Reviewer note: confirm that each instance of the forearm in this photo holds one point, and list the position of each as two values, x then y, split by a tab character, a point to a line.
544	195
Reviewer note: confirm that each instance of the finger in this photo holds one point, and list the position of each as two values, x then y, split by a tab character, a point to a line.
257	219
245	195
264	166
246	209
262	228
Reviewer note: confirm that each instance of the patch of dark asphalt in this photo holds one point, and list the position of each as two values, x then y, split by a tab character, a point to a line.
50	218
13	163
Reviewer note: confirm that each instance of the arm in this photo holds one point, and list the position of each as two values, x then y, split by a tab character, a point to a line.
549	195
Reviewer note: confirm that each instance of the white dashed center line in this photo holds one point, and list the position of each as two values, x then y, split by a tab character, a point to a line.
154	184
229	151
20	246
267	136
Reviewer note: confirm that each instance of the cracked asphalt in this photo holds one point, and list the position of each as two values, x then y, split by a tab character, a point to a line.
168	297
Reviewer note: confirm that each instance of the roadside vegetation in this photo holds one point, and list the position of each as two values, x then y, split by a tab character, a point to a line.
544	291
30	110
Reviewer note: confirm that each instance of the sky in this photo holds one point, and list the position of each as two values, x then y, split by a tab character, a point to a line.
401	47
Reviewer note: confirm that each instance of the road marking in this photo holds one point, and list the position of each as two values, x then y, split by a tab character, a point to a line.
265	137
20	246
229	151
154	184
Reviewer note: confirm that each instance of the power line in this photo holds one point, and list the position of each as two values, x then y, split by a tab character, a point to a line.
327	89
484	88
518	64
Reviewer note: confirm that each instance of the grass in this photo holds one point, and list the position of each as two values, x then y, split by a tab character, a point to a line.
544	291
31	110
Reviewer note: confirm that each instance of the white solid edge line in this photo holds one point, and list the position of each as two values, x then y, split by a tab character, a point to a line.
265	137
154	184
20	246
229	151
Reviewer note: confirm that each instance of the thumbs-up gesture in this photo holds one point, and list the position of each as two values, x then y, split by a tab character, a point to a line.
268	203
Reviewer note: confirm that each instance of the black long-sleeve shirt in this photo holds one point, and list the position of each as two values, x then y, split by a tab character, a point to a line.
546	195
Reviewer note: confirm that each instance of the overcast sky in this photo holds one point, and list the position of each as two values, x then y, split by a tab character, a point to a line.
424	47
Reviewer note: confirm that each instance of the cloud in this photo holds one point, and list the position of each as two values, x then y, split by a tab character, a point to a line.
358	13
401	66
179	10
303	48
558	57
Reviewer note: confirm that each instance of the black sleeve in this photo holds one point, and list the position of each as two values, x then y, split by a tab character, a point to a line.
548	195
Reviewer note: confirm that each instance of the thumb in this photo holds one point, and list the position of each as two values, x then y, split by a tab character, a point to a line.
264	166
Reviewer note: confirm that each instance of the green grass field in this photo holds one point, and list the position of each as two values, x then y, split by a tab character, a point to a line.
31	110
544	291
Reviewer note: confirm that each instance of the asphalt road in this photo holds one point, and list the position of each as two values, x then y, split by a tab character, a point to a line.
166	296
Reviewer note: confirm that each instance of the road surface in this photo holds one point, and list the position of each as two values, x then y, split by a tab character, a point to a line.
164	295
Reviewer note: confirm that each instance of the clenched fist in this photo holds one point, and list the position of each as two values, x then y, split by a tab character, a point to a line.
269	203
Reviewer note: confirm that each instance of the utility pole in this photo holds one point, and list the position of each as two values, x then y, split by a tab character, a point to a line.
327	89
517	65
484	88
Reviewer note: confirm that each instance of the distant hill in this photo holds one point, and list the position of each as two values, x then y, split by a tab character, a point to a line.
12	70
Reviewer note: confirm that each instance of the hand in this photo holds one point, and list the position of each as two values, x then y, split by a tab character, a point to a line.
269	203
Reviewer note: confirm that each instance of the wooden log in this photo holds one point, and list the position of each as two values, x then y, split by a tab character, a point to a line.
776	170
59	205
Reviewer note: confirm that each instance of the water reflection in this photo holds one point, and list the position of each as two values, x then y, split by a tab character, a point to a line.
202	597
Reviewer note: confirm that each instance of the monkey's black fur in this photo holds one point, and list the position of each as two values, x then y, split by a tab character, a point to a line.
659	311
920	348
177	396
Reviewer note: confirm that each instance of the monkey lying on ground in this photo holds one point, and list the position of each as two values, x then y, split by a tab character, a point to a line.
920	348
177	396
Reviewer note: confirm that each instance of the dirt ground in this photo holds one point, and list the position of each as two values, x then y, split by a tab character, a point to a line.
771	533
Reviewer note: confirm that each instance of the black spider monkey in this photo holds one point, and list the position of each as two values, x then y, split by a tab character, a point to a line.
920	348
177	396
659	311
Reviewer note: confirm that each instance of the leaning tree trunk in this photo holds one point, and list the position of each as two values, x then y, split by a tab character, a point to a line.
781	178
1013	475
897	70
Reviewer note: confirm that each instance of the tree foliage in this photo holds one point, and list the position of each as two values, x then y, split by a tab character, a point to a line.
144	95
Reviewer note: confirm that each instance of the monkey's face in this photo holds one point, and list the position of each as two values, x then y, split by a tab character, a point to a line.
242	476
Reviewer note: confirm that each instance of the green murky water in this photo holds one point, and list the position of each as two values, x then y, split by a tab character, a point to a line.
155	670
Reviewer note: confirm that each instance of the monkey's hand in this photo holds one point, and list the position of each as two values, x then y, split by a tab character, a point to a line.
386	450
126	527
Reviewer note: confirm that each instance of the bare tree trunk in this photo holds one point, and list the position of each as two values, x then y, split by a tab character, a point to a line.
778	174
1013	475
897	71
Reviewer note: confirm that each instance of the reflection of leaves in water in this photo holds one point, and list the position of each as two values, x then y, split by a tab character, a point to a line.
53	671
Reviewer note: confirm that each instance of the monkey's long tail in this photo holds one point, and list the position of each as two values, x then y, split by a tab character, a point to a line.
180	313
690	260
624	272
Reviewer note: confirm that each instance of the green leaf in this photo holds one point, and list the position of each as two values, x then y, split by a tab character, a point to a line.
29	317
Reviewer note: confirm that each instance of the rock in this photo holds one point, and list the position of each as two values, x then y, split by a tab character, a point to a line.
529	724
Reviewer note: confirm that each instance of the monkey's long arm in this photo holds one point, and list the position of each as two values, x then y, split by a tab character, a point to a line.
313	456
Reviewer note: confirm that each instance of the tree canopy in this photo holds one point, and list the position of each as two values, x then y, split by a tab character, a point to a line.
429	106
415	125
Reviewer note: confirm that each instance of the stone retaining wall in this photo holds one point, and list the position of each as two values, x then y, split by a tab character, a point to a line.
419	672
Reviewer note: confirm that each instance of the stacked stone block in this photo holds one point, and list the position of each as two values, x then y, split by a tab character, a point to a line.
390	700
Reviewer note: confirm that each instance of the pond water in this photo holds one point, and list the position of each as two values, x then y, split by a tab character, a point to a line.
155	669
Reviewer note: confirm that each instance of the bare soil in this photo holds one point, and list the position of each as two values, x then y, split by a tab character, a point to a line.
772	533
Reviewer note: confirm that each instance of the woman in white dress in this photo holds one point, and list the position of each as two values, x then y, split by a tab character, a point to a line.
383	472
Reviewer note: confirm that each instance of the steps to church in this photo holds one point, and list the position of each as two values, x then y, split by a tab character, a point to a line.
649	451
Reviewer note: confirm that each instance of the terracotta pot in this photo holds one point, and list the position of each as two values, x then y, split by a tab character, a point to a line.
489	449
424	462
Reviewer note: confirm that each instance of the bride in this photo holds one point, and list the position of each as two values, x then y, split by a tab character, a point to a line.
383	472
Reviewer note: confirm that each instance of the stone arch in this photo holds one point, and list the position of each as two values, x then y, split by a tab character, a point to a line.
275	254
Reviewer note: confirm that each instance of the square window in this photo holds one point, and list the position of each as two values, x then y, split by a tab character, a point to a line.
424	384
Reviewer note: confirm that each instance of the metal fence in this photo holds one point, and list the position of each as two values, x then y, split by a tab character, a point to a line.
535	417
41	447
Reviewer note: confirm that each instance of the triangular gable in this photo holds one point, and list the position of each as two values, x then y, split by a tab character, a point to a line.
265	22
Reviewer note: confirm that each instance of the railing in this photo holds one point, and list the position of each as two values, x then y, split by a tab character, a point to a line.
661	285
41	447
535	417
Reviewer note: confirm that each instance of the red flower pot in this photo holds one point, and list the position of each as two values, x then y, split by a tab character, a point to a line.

_Challenge_.
Your task is to return, exactly and on their own, the lines from the one containing "Reviewer note: confirm that each instance of the bare soil" through the last line of the listing.

_Solution to this exercise_.
Reviewer note: confirm that each instance of the bare soil in this photo holds one point, and list the position of each as two values, x then y, split by a tab character, a point to a line.
772	533
Reviewer note: confirm that each instance of the woman in white dress in this photo holds one point, and list the position of each as two values, x then y, split by a tab character, a point to a line.
383	472
Reviewer note: confirm that each instance of the steps to church in this photo holds one point, and list the position of each as two values, x then y, split by a tab character, a point to a line.
649	451
Reviewer note: confirm that each instance of the terracotta pot in this photo holds one point, and list the position of each as two values, x then y, split by a tab character, a point to a line.
489	449
424	462
Reviewer note: confirm that each instance of the bride in this photo holds one point, and list the position of each as two values, x then y, split by a tab character, a point to a line.
383	472
Reviewer note: confirm that each instance of the stone arch in this photo holds one point, and list the position of each as two values, x then y, split by a tab character, a point to a line.
275	254
Reviewer note: confirm that each instance of the square window in this photo holds one point, and list the position of each as two values, x then y, split by a tab character, a point to a line.
424	384
Reviewer note: confirm that each instance of the metal fence in this photo holds one point, and list the position of each as two values, x then y, split by a tab character, a point to a line.
535	417
41	447
Reviewer note: confirm that each instance of the triangular gable in this photo holds one point, and list the position of each as two values, x then y, split by a tab character, a point to a line.
265	22
Reviewer note: confirm that each instance of the railing in this photo holds one point, and list the position of each as two values, x then y, split by a tab character, a point to a line.
661	285
41	447
535	417
Reviewer note: confirm that each instance of the red flower pot in this photo holds one point, and list the position of each as two values, x then y, split by a tab character, a point to a line.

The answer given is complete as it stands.